--- Written exercise ---
Gather every line of the records that contains the word "clear" and copy those lines. Case counts.

Object pointing dataset records:
—————

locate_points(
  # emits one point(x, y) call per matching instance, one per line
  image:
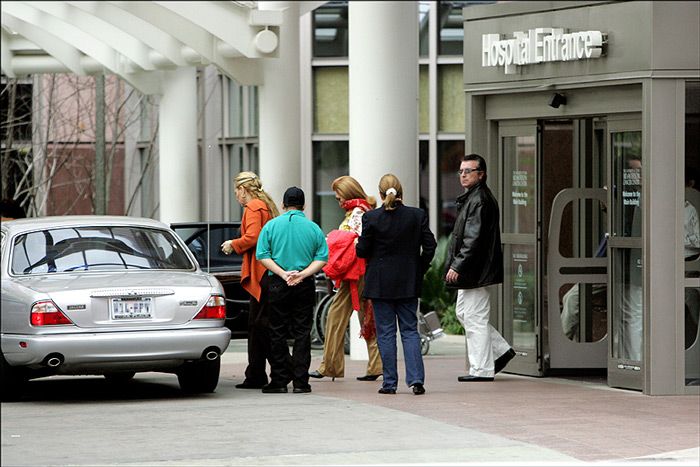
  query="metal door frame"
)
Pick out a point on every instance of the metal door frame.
point(528, 361)
point(563, 352)
point(622, 372)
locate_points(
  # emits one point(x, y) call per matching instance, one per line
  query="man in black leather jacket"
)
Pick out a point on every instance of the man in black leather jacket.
point(475, 261)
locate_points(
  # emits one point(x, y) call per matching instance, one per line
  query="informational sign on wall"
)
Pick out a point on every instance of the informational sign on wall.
point(631, 181)
point(522, 283)
point(538, 46)
point(519, 194)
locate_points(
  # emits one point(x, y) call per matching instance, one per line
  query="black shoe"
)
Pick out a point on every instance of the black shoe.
point(503, 360)
point(246, 385)
point(368, 378)
point(269, 389)
point(469, 378)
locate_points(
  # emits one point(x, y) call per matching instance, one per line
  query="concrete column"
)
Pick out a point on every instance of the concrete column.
point(383, 88)
point(280, 131)
point(383, 107)
point(177, 153)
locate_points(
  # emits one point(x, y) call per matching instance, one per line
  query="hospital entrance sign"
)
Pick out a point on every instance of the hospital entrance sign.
point(538, 46)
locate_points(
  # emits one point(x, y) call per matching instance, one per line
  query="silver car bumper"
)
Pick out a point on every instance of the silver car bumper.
point(114, 348)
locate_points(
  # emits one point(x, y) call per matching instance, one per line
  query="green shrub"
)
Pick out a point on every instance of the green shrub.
point(436, 296)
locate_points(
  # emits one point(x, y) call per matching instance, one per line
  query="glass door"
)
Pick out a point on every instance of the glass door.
point(574, 199)
point(521, 232)
point(625, 327)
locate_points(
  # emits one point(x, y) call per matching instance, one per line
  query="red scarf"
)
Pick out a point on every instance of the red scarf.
point(351, 204)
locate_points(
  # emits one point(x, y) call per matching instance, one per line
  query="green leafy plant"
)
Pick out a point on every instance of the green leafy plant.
point(436, 296)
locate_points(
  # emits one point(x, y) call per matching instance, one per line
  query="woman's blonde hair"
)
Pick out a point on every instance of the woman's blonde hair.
point(391, 199)
point(251, 183)
point(349, 188)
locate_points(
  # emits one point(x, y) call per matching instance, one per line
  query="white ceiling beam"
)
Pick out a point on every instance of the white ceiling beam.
point(124, 44)
point(6, 53)
point(74, 37)
point(158, 40)
point(224, 20)
point(194, 37)
point(66, 54)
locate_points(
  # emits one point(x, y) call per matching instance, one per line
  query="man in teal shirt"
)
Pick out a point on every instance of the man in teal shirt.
point(293, 249)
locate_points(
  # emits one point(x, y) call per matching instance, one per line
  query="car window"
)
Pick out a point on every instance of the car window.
point(97, 249)
point(204, 241)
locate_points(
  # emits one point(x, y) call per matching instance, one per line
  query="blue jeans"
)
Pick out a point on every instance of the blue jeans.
point(386, 313)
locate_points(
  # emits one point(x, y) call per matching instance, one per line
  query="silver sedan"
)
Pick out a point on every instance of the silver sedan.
point(110, 296)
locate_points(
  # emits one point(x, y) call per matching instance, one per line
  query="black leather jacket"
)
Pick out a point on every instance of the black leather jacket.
point(475, 250)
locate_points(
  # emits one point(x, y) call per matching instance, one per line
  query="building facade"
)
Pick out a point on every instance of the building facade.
point(588, 113)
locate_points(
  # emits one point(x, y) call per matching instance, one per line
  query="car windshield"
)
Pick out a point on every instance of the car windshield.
point(97, 249)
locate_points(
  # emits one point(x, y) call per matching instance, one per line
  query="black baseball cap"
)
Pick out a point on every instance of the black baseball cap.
point(294, 196)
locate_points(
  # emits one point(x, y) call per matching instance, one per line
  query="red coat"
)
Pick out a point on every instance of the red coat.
point(343, 264)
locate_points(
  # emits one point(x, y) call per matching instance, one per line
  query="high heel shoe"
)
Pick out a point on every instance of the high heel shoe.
point(317, 375)
point(368, 378)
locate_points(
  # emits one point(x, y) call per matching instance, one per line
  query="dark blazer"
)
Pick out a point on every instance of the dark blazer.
point(398, 246)
point(475, 250)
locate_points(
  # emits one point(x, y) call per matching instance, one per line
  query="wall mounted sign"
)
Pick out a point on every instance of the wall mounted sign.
point(538, 46)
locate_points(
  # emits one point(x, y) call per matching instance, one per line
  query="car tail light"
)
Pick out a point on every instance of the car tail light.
point(214, 309)
point(46, 313)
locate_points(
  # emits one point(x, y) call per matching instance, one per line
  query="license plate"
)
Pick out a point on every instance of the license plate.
point(132, 308)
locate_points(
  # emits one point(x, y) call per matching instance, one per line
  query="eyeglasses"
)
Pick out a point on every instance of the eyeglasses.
point(467, 171)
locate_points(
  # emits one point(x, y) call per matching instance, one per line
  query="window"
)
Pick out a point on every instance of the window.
point(331, 99)
point(330, 30)
point(331, 159)
point(108, 248)
point(450, 155)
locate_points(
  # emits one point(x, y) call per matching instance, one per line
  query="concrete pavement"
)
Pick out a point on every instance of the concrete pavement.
point(515, 420)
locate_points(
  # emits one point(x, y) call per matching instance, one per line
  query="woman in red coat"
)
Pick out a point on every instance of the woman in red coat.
point(258, 208)
point(353, 199)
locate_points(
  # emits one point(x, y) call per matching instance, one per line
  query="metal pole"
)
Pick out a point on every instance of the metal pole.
point(100, 181)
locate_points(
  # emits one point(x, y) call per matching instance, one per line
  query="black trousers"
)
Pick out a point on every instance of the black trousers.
point(291, 313)
point(258, 337)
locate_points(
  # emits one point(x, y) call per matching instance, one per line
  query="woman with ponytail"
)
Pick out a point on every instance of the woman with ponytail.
point(398, 246)
point(258, 208)
point(353, 199)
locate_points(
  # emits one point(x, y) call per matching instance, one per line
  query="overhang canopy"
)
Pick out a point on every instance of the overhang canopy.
point(137, 40)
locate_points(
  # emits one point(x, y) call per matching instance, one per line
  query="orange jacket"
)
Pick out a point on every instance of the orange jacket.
point(255, 215)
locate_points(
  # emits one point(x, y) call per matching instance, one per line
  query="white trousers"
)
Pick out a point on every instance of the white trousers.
point(483, 341)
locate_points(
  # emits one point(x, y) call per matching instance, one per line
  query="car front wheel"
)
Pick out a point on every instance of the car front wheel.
point(199, 377)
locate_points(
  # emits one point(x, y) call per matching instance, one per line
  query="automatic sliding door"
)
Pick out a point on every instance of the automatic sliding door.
point(626, 282)
point(518, 149)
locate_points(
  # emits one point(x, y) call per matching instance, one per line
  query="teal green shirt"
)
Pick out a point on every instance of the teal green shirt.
point(292, 241)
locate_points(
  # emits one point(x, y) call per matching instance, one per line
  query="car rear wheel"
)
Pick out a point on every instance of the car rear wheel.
point(200, 376)
point(12, 381)
point(120, 377)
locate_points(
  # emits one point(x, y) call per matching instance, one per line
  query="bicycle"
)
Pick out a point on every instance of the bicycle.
point(429, 327)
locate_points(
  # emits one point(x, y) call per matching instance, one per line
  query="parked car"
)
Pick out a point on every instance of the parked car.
point(110, 296)
point(204, 240)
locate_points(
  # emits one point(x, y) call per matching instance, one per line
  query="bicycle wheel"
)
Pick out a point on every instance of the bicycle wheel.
point(316, 335)
point(320, 317)
point(424, 345)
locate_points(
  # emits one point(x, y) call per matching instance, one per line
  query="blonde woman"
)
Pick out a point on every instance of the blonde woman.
point(353, 199)
point(258, 208)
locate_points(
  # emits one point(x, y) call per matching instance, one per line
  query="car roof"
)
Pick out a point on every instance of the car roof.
point(34, 223)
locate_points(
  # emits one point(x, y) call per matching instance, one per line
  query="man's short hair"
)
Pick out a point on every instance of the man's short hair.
point(475, 157)
point(294, 197)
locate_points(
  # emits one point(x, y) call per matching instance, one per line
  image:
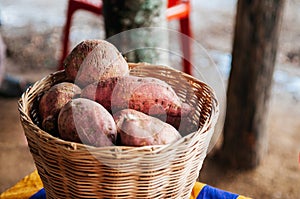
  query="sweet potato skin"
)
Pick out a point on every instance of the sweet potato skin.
point(92, 60)
point(145, 94)
point(138, 129)
point(52, 102)
point(148, 95)
point(85, 121)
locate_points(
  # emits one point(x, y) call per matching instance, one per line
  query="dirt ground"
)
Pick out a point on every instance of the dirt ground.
point(33, 54)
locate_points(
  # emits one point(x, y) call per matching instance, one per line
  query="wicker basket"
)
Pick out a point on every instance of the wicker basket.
point(72, 170)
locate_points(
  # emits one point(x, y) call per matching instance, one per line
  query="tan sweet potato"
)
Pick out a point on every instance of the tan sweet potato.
point(85, 121)
point(52, 101)
point(148, 95)
point(145, 94)
point(92, 60)
point(138, 129)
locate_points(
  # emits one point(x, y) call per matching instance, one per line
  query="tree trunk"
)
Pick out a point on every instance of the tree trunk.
point(139, 45)
point(253, 59)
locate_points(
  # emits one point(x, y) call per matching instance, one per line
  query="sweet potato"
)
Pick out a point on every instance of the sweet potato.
point(145, 94)
point(52, 101)
point(85, 121)
point(138, 129)
point(148, 95)
point(92, 60)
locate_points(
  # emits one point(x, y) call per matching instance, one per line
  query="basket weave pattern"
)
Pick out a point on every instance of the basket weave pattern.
point(73, 170)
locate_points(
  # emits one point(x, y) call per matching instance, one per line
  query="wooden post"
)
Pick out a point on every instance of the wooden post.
point(120, 15)
point(253, 59)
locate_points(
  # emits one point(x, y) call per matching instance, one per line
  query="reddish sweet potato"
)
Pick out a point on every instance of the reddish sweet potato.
point(52, 101)
point(148, 95)
point(138, 129)
point(85, 121)
point(92, 60)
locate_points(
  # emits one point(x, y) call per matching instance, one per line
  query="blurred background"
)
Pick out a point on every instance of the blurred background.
point(32, 32)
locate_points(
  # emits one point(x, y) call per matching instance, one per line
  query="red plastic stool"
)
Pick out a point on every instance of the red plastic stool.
point(177, 9)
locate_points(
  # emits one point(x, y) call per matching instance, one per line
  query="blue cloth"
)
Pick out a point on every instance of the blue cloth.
point(209, 192)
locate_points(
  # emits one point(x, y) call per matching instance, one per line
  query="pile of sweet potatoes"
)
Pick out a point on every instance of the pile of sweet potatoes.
point(100, 104)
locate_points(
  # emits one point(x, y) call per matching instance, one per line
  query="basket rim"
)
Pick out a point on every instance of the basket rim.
point(28, 95)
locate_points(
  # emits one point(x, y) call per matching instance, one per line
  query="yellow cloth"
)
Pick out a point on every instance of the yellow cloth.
point(25, 188)
point(32, 183)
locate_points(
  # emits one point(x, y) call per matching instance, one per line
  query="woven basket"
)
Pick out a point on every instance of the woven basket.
point(73, 170)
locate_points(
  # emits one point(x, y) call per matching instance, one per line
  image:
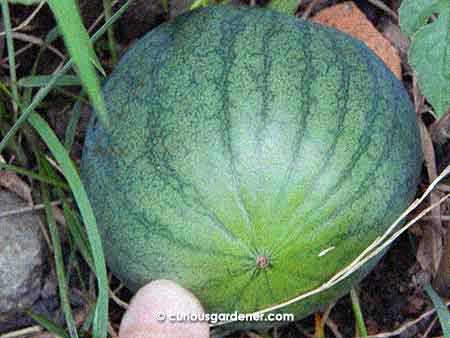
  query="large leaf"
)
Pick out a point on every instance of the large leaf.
point(429, 54)
point(414, 14)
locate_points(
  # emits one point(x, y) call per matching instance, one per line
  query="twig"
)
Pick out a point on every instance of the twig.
point(406, 325)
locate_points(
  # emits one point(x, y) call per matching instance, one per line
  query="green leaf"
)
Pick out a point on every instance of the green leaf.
point(442, 310)
point(414, 14)
point(429, 53)
point(284, 6)
point(82, 52)
point(43, 80)
point(71, 128)
point(42, 93)
point(71, 174)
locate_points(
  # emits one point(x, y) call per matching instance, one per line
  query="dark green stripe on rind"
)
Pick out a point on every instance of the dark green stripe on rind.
point(243, 132)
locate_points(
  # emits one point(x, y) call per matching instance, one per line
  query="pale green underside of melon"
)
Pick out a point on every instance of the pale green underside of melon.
point(244, 132)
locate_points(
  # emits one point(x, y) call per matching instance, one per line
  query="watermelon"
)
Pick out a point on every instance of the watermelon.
point(251, 156)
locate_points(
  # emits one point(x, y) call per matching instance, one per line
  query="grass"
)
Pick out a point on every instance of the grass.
point(81, 51)
point(84, 235)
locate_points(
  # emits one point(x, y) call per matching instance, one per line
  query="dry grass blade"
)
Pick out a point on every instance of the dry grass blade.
point(372, 250)
point(430, 248)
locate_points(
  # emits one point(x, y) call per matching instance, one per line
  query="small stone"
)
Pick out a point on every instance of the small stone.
point(21, 255)
point(347, 18)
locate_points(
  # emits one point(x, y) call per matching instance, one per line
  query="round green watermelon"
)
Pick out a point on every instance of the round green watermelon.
point(251, 157)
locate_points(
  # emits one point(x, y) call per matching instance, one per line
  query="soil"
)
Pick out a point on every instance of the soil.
point(391, 294)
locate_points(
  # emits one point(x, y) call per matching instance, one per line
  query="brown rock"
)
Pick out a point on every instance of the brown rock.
point(347, 18)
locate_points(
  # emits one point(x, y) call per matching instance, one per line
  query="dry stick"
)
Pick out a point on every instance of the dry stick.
point(100, 17)
point(326, 314)
point(25, 23)
point(406, 325)
point(432, 235)
point(117, 300)
point(381, 5)
point(440, 130)
point(18, 52)
point(378, 245)
point(334, 328)
point(430, 327)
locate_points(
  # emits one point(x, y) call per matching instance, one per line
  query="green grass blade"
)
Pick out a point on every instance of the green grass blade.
point(59, 262)
point(284, 6)
point(78, 235)
point(11, 53)
point(111, 39)
point(70, 172)
point(442, 310)
point(43, 80)
point(81, 49)
point(48, 324)
point(42, 93)
point(71, 128)
point(36, 176)
point(359, 318)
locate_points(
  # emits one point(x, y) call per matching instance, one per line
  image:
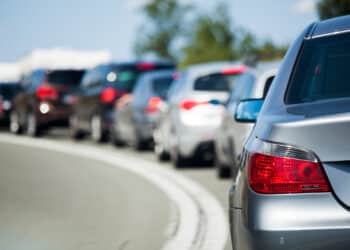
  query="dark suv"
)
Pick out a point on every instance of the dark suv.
point(44, 100)
point(99, 89)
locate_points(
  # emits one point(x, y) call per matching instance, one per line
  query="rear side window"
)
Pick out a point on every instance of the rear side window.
point(161, 85)
point(66, 77)
point(215, 82)
point(8, 90)
point(268, 85)
point(125, 77)
point(322, 71)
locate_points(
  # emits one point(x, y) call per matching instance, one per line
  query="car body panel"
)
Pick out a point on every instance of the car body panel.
point(297, 221)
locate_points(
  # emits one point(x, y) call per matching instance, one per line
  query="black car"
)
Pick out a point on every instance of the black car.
point(100, 88)
point(135, 122)
point(44, 100)
point(8, 90)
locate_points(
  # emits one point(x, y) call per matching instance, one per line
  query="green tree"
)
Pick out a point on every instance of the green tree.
point(333, 8)
point(163, 26)
point(212, 39)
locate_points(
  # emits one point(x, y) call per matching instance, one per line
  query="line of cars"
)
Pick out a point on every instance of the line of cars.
point(140, 104)
point(292, 186)
point(280, 129)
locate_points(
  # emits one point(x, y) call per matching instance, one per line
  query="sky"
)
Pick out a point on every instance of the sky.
point(113, 24)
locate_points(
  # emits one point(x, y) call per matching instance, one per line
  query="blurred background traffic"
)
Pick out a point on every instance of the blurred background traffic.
point(167, 75)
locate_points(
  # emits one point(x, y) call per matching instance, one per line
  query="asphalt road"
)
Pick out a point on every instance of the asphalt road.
point(53, 200)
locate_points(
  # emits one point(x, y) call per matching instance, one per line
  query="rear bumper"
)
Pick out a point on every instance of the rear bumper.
point(290, 222)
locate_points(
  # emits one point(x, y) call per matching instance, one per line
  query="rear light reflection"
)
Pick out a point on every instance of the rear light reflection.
point(281, 175)
point(154, 105)
point(108, 95)
point(145, 66)
point(190, 104)
point(234, 70)
point(47, 92)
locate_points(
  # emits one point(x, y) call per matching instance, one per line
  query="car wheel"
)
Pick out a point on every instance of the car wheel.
point(223, 171)
point(15, 126)
point(178, 160)
point(75, 132)
point(97, 133)
point(160, 152)
point(139, 144)
point(33, 129)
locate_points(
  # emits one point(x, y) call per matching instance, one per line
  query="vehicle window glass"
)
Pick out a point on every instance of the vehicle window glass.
point(268, 85)
point(161, 85)
point(8, 90)
point(65, 77)
point(321, 71)
point(243, 87)
point(177, 85)
point(123, 79)
point(215, 82)
point(35, 80)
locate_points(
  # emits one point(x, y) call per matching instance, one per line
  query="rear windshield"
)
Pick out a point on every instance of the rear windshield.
point(125, 77)
point(215, 82)
point(322, 71)
point(8, 91)
point(66, 77)
point(161, 85)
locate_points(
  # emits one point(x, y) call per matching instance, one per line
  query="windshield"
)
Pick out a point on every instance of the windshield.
point(322, 71)
point(8, 91)
point(66, 77)
point(161, 85)
point(216, 82)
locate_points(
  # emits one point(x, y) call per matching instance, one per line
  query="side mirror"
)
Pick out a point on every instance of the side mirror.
point(248, 110)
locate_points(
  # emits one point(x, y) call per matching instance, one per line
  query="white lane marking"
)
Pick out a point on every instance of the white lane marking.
point(202, 222)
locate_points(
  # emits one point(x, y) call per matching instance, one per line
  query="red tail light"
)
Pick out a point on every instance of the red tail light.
point(145, 66)
point(153, 105)
point(190, 104)
point(108, 95)
point(282, 175)
point(47, 92)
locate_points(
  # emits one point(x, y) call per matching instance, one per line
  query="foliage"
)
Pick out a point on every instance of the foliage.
point(163, 25)
point(212, 39)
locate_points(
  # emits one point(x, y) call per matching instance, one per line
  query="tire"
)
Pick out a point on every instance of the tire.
point(161, 154)
point(98, 135)
point(32, 127)
point(140, 145)
point(116, 140)
point(15, 126)
point(178, 160)
point(74, 131)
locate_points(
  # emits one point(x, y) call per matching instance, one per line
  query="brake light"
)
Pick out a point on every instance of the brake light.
point(145, 66)
point(47, 92)
point(190, 104)
point(234, 70)
point(108, 95)
point(153, 105)
point(275, 174)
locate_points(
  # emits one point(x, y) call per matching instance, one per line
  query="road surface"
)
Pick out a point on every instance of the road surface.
point(57, 200)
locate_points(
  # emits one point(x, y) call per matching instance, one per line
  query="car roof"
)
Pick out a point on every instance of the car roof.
point(158, 73)
point(333, 26)
point(264, 67)
point(126, 64)
point(198, 70)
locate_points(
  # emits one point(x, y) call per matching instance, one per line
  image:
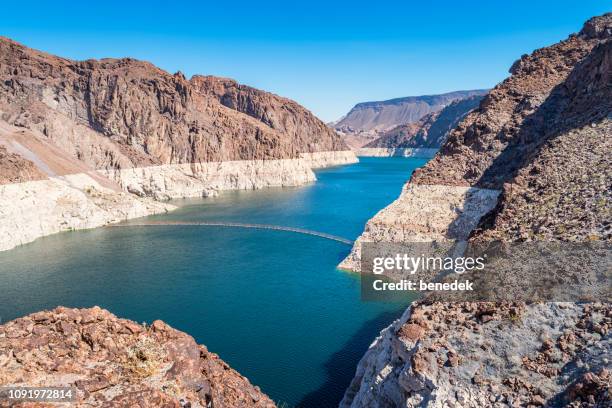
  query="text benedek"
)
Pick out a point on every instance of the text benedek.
point(404, 284)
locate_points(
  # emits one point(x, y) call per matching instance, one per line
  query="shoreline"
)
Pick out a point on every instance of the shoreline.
point(34, 209)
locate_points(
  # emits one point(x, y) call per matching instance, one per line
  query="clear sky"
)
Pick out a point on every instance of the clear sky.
point(327, 55)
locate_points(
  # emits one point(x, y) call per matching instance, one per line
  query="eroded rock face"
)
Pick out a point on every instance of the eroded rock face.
point(488, 355)
point(540, 142)
point(431, 130)
point(518, 115)
point(150, 116)
point(117, 362)
point(138, 132)
point(384, 115)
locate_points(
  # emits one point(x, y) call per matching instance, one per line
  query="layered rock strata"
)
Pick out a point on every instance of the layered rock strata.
point(538, 149)
point(431, 130)
point(129, 131)
point(424, 153)
point(383, 115)
point(116, 362)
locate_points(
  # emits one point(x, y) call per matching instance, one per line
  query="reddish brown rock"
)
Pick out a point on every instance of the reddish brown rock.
point(116, 362)
point(121, 113)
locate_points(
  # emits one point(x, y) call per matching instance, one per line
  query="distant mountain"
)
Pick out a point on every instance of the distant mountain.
point(431, 130)
point(385, 115)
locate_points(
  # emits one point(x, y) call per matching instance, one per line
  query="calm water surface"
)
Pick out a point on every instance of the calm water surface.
point(270, 303)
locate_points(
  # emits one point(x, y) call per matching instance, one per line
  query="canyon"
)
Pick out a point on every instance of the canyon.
point(389, 124)
point(86, 143)
point(502, 175)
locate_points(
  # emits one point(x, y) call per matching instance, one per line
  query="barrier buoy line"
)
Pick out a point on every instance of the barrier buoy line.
point(238, 225)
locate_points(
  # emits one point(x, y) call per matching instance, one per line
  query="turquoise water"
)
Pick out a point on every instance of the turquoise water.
point(270, 303)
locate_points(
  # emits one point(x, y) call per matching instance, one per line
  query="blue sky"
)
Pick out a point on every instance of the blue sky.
point(327, 55)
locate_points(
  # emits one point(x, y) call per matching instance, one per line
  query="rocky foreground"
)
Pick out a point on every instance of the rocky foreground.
point(531, 164)
point(118, 363)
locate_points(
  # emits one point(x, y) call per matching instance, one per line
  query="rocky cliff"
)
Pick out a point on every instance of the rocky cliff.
point(532, 164)
point(384, 115)
point(117, 362)
point(129, 131)
point(431, 130)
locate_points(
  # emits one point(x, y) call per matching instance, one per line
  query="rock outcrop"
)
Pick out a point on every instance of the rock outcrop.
point(131, 131)
point(116, 362)
point(431, 130)
point(537, 152)
point(368, 121)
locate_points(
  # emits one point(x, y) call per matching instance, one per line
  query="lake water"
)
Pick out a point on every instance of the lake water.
point(270, 303)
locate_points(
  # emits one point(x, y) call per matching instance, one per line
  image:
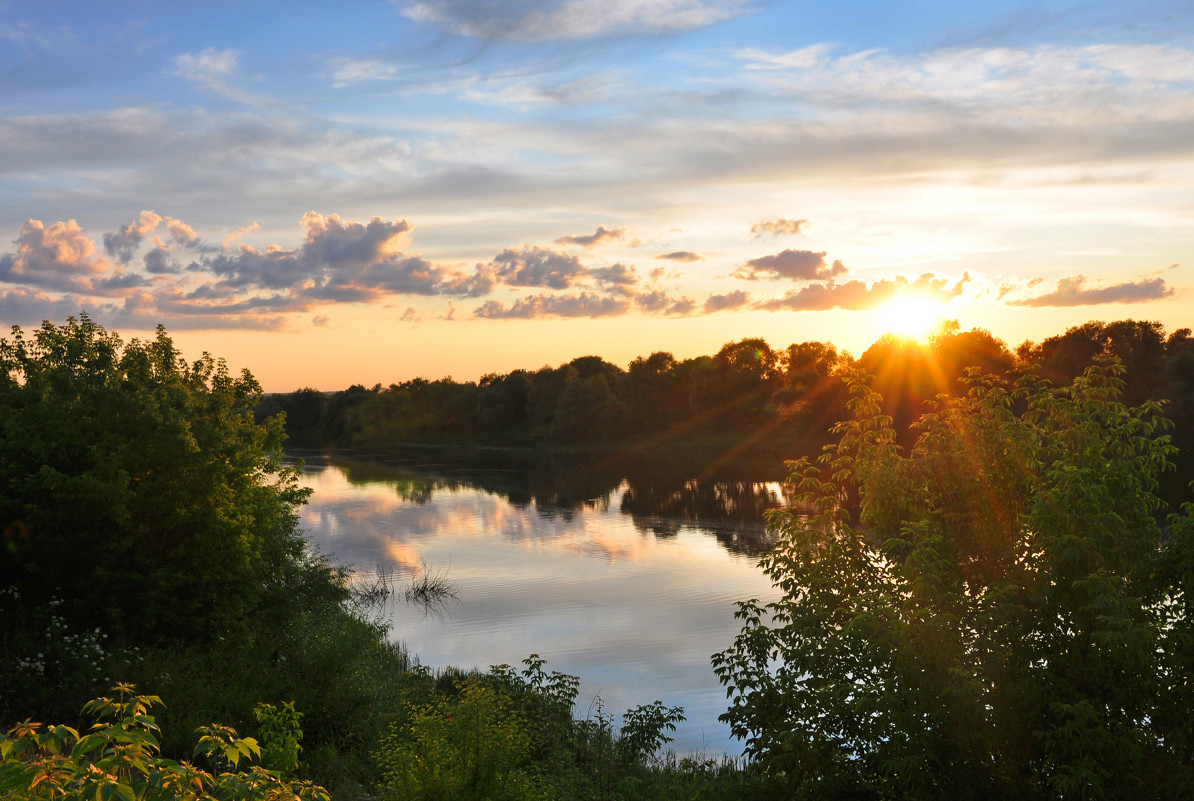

—————

--- Solution for this task ---
  query="clear sky"
Pick out a point on every instance of the clear sky.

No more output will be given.